EXTRACTED TEXT.
One of the most harrowing episodes in the book is when a journalist is attacked in Shasta County after she shows up to a public meeting with a recording device. She is quickly surrounded by dozens of hostile attendees and blocked from the exit. When she is finally allowed to leave, someone approaches her from behind and yanks a strap around her neck, violently pulling her as if she were being strangled. She suffers damage to her neck vertebrae and is so traumatized by the incident that she struggles to function for months. Despite filing a police report, her attackers face no consequences. Shasta County “was beset by increasingly acrimonious and often irrational and even violent turmoil,” writes Abramsky.
What’s interesting is that extremist, far-right candidates, once in power, seem far more interested in their social media followings than in the tedious day-to-day work of governing the communities that elected them. The locals notice. Sometimes before they can even finish a term, they’re recalled. It’s an encouraging end to the book.
We learn that persistent organizing, door knocking, and voter engagement in local elections is the only way to keep these candidates from power. And even then, it’s sometimes not enough, as was the case in Redding, California, where one far-right candidate prevailed by a mere 50 votes in a recall election. While the election was exceedingly close, it showed that not all communities succeed in rejecting these politicians.
According to Brandon Janisse, a moderate conservative who was elected as Sequim’s mayor in January 2024, middle-of-the-road candidates are successful when they “put ideology to one side and knuckle down to tackle the hard work of local government.” They must focus on “grassroots, baseline, everyday ‘what do our constituents need to live their fullest lives?’” It’s an astute lesson, and throughout the book, we hear from several rational voices on the right like Janisse’s. The balance of perspectives takes readers out of the liberal-versus-conservative trenches.
Chaos Comes Calling is a tightly written and well-reported account of the rise of extremism in small-town America. But more analysis of what this means for the United States’ future would have strengthened the book. How widespread is the retaliation against these types of candidates, and can recall efforts succeed in other parts of the country? After facing the challenge of actually governing, do far-right candidates tend to fizzle out or, as the recent election seems to suggest, will we be fighting these local government battles for years to come?
Regardless of national trends, Abramsky provides hope in these two distant West Coast communities. In rural Northern California communities like the one where I grew up, residents feel that little can be done about the slide to extremism. But Abramsky’s reporting shows that moderate, reasonable voters and candidates exist in even the most conservative regions. What it takes is hard work and dedication from local residents to keep these far-right forces at bay.
Extremist voices are certainly the loudest—and most intimidating—in the room. Chaos Comes Calling provides a road map to bring back reason and levelheadedness to our communities—and hopefully in time, our country as well.
Blaire Briody is a journalist and the author of The New Wild West: Black Gold, Fracking, and Life in a North Dakota Boomtown (2017). She grew up in Mount Shasta, California.

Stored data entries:
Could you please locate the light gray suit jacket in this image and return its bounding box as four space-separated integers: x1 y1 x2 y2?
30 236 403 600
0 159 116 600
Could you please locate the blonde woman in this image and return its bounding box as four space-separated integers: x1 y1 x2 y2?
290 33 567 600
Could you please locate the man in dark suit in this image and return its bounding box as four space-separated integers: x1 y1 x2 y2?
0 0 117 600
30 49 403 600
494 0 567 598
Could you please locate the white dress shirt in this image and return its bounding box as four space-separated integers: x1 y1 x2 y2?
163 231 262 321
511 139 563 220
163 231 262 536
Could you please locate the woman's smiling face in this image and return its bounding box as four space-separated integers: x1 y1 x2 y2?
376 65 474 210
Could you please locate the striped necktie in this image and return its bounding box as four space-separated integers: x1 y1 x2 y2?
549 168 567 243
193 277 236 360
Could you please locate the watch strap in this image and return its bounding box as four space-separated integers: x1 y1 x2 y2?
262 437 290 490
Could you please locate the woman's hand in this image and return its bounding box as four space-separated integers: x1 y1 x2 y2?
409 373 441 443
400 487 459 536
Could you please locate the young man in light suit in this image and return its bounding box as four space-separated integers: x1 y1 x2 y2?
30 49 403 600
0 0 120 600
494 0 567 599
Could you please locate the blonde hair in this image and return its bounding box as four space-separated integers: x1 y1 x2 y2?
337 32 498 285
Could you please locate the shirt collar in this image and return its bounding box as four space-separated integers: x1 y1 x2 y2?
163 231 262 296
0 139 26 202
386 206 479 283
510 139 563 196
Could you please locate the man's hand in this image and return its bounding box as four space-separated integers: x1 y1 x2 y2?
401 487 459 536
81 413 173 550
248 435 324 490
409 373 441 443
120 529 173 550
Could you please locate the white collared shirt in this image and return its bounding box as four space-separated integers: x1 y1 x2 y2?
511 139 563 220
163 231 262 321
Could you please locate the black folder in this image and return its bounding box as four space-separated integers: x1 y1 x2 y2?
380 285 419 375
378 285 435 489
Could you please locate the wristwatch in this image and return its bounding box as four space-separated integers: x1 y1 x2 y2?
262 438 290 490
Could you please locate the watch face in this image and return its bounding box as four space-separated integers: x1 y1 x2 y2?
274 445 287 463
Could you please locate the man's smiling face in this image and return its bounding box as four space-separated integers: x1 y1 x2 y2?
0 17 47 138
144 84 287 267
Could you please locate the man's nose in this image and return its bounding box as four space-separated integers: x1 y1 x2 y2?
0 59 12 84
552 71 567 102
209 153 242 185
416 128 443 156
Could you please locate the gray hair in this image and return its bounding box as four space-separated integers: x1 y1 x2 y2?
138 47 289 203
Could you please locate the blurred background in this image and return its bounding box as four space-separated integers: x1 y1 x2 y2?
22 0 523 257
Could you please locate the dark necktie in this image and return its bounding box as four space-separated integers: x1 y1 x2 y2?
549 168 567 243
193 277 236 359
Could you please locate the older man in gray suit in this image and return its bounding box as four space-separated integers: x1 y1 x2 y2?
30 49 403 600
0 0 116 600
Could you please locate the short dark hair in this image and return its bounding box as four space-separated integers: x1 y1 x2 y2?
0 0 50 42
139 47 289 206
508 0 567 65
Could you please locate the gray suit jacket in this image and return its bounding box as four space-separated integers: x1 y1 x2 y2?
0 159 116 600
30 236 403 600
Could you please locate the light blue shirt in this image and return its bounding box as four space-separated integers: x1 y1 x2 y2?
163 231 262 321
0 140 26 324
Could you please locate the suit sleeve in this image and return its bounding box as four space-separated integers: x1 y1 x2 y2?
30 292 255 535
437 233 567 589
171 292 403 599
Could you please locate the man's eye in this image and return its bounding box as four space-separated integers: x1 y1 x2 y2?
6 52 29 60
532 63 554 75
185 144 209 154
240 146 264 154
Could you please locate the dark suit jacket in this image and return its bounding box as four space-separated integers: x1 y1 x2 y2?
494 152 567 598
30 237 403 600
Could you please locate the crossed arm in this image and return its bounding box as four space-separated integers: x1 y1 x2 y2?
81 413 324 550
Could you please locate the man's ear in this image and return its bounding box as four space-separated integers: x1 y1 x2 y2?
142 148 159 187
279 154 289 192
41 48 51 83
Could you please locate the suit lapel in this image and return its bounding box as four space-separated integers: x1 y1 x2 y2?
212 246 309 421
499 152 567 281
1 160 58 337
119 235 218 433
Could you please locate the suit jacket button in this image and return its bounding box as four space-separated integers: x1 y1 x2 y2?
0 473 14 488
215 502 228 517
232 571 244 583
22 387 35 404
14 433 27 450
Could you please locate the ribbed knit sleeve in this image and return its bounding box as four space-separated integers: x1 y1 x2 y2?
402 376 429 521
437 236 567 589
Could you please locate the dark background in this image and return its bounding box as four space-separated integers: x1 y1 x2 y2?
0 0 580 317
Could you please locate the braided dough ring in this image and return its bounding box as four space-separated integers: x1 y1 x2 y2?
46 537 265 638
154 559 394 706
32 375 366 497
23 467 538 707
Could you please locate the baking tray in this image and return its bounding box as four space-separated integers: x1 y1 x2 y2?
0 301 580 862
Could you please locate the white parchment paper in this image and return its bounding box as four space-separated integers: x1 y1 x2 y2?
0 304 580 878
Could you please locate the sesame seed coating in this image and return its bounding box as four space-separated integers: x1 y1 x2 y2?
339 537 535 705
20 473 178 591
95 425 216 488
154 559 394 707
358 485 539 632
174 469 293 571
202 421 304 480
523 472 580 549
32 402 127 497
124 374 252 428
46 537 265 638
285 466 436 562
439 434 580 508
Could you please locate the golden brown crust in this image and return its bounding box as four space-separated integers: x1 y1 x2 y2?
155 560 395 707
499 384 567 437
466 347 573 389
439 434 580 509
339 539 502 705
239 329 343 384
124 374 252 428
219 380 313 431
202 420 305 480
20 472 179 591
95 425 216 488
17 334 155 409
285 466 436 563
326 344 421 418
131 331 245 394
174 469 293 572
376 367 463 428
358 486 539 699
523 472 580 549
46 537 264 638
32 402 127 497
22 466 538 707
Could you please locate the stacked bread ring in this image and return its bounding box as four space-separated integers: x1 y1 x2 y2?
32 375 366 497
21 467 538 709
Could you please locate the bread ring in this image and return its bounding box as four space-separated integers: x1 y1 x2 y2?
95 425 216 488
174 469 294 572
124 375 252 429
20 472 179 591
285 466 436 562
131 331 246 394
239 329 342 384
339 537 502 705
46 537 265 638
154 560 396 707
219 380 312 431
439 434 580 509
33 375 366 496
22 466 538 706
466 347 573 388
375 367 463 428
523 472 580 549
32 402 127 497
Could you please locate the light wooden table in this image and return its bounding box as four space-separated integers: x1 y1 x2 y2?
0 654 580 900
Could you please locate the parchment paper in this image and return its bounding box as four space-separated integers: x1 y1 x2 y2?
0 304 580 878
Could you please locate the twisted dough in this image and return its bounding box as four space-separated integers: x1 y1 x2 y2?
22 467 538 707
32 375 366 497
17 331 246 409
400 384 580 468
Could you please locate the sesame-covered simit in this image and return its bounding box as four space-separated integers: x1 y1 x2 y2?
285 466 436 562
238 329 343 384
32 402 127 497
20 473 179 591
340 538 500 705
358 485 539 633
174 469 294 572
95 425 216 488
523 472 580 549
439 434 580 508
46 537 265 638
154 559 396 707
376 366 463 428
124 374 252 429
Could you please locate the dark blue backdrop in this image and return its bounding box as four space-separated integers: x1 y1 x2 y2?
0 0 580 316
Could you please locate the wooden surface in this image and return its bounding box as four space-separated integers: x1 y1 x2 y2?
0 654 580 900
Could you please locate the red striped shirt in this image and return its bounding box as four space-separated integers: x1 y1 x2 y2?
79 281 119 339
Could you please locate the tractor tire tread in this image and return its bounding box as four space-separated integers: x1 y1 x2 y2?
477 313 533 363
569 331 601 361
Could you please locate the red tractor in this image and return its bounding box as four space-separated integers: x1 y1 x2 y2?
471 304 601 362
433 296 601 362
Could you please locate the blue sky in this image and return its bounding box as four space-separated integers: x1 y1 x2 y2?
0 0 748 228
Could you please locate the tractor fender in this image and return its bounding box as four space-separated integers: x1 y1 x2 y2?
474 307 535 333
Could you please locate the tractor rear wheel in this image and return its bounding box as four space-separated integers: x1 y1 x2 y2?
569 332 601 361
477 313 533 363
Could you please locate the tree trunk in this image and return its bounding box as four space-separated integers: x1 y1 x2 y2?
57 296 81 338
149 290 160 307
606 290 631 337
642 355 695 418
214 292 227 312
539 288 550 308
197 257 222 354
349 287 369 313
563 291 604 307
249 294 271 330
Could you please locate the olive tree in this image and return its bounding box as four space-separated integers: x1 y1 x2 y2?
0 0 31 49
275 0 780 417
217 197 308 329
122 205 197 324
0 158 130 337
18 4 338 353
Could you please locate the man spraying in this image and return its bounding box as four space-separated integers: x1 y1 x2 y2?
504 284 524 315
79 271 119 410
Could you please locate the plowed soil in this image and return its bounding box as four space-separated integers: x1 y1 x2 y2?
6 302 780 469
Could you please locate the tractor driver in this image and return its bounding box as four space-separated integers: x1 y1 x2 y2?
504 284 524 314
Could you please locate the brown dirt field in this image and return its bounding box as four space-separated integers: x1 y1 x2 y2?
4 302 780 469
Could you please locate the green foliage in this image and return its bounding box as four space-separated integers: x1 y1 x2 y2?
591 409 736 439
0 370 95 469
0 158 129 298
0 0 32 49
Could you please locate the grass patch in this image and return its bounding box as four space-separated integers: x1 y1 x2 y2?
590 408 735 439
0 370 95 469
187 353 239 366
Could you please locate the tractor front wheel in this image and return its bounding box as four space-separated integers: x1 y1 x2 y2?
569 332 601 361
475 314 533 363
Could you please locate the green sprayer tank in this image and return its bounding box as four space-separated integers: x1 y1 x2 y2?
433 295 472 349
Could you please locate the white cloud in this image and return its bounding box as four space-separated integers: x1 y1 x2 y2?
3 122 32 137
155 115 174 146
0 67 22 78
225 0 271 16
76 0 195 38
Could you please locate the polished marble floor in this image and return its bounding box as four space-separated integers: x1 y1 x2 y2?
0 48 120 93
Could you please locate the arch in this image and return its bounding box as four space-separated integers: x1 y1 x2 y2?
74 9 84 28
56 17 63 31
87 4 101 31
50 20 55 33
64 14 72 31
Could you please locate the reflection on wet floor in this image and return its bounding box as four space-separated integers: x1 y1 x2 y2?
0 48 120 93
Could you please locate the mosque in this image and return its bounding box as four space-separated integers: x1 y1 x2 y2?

ASSIGNMENT.
From the review of Chaos Comes Calling, write out word for word the passage starting at "Extremist voices are" and ending at "Mount Shasta, California.".

ANSWER TO THIS EXERCISE.
Extremist voices are certainly the loudest—and most intimidating—in the room. Chaos Comes Calling provides a road map to bring back reason and levelheadedness to our communities—and hopefully in time, our country as well.
Blaire Briody is a journalist and the author of The New Wild West: Black Gold, Fracking, and Life in a North Dakota Boomtown (2017). She grew up in Mount Shasta, California.